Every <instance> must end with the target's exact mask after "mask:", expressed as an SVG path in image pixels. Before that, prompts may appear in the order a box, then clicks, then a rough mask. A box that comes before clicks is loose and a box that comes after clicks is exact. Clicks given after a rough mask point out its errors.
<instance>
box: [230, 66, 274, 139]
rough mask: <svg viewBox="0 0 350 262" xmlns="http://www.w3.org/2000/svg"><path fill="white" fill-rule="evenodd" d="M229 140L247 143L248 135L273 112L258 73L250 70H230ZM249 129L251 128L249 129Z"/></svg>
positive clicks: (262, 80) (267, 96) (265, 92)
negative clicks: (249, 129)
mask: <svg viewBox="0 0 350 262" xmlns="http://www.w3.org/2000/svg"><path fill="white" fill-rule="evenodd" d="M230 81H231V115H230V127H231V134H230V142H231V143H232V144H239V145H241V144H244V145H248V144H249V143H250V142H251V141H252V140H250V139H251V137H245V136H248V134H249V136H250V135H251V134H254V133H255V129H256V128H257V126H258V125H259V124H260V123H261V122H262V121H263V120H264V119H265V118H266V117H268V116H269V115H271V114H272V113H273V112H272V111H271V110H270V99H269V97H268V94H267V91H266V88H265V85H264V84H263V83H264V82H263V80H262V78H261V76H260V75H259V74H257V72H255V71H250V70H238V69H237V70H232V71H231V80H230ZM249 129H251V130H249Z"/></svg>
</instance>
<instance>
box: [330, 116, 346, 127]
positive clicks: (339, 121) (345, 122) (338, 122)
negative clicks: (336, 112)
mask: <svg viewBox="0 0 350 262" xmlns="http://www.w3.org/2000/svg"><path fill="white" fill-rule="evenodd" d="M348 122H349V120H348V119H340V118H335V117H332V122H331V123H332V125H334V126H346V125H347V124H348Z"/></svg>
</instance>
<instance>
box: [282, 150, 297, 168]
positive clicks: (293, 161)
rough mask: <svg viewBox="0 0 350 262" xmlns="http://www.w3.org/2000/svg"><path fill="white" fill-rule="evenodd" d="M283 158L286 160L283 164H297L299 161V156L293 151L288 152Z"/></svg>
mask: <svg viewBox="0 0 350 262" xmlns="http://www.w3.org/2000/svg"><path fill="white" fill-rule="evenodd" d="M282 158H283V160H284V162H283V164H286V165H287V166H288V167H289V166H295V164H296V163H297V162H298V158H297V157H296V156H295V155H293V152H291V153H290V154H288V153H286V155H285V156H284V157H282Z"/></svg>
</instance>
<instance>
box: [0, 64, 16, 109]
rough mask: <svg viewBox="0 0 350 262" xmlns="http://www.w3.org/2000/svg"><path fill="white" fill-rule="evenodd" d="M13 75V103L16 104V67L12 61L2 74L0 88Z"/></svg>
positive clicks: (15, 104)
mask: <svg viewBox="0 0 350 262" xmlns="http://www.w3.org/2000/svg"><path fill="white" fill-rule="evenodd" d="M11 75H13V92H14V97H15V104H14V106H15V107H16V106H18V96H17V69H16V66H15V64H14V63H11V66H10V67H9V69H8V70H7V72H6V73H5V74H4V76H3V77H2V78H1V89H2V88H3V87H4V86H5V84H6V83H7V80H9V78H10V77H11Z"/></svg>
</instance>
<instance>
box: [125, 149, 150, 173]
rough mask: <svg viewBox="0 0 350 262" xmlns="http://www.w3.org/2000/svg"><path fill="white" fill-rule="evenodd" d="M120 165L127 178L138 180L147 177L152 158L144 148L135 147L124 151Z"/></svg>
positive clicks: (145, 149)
□ □ □ □ □
= Task =
The entries above are to be copied word for word.

= Solution =
Every <instance> must end with the target's exact mask after "mask:", expressed as an SVG path in image pixels. Before that, prompts may appear in the order a box, then clicks, then a rough mask. A box that comes before clicks is loose and a box that comes after clicks is exact. Clicks given after a rough mask point out its errors.
<instance>
box: [230, 66, 274, 139]
rough mask: <svg viewBox="0 0 350 262" xmlns="http://www.w3.org/2000/svg"><path fill="white" fill-rule="evenodd" d="M229 140L247 143L248 135L273 112L258 73L250 70H230ZM249 129L251 128L249 129Z"/></svg>
positive clicks: (262, 80) (267, 96) (265, 92)
negative clicks: (249, 129)
mask: <svg viewBox="0 0 350 262" xmlns="http://www.w3.org/2000/svg"><path fill="white" fill-rule="evenodd" d="M230 81H231V115H230V127H231V134H230V142H231V143H232V144H239V145H241V144H244V145H248V144H249V143H250V142H251V141H252V140H250V139H251V137H245V136H248V134H249V136H250V135H251V134H254V133H255V129H256V128H257V126H258V125H259V124H260V123H261V122H262V121H263V120H264V119H265V118H266V117H268V116H269V115H271V114H272V113H273V112H272V111H271V110H270V99H269V97H268V94H267V91H266V88H265V85H264V84H263V83H264V82H263V80H262V78H261V76H260V75H259V74H257V72H255V71H250V70H238V69H237V70H232V71H231V80H230ZM249 129H251V130H249Z"/></svg>
</instance>
<instance>
box: [330, 116, 346, 127]
positive clicks: (339, 121) (345, 122) (338, 122)
negative clicks: (336, 112)
mask: <svg viewBox="0 0 350 262" xmlns="http://www.w3.org/2000/svg"><path fill="white" fill-rule="evenodd" d="M348 122H349V120H348V119H340V118H335V117H332V122H331V123H332V125H334V126H346V125H347V124H348Z"/></svg>
</instance>
<instance>
box: [282, 150, 297, 168]
positive clicks: (293, 161)
rough mask: <svg viewBox="0 0 350 262" xmlns="http://www.w3.org/2000/svg"><path fill="white" fill-rule="evenodd" d="M283 158L286 160L283 164H297L299 161V156L293 151L288 152Z"/></svg>
mask: <svg viewBox="0 0 350 262" xmlns="http://www.w3.org/2000/svg"><path fill="white" fill-rule="evenodd" d="M282 158H283V160H284V162H283V164H286V165H287V166H288V167H289V166H295V164H296V163H297V162H298V158H297V157H296V156H295V155H293V152H291V153H290V154H288V153H286V155H285V156H284V157H282Z"/></svg>
</instance>
<instance>
box: [0, 64, 16, 109]
rough mask: <svg viewBox="0 0 350 262" xmlns="http://www.w3.org/2000/svg"><path fill="white" fill-rule="evenodd" d="M13 75V103L16 104V67L12 61L2 74L0 88Z"/></svg>
positive clicks: (15, 104)
mask: <svg viewBox="0 0 350 262" xmlns="http://www.w3.org/2000/svg"><path fill="white" fill-rule="evenodd" d="M11 75H13V92H14V97H15V104H14V106H15V107H16V106H18V96H17V69H16V66H15V64H14V63H11V66H10V67H9V69H8V70H7V72H6V73H5V74H4V76H3V77H2V78H1V89H2V88H3V87H4V86H5V84H6V83H7V80H9V78H10V77H11Z"/></svg>
</instance>
<instance>
box: [125, 149, 150, 173]
rough mask: <svg viewBox="0 0 350 262" xmlns="http://www.w3.org/2000/svg"><path fill="white" fill-rule="evenodd" d="M120 165L127 178L138 180L147 177L152 158L144 148L135 147L124 151Z"/></svg>
positive clicks: (145, 149)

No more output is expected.